▶ [GOAL]:
State how many lines in the items below contain the string "list", with case taken into account. Give only the number.

▶ [SUPPLIED RECORDS]:
[start]
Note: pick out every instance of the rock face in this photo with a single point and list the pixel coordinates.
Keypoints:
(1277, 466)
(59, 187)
[end]
[start]
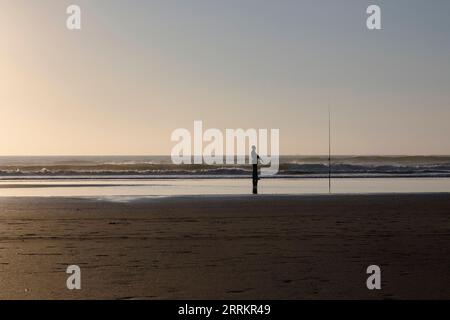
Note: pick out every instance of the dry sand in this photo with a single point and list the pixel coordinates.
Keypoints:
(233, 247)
[end]
▶ [EXERCISE RESPONSE]:
2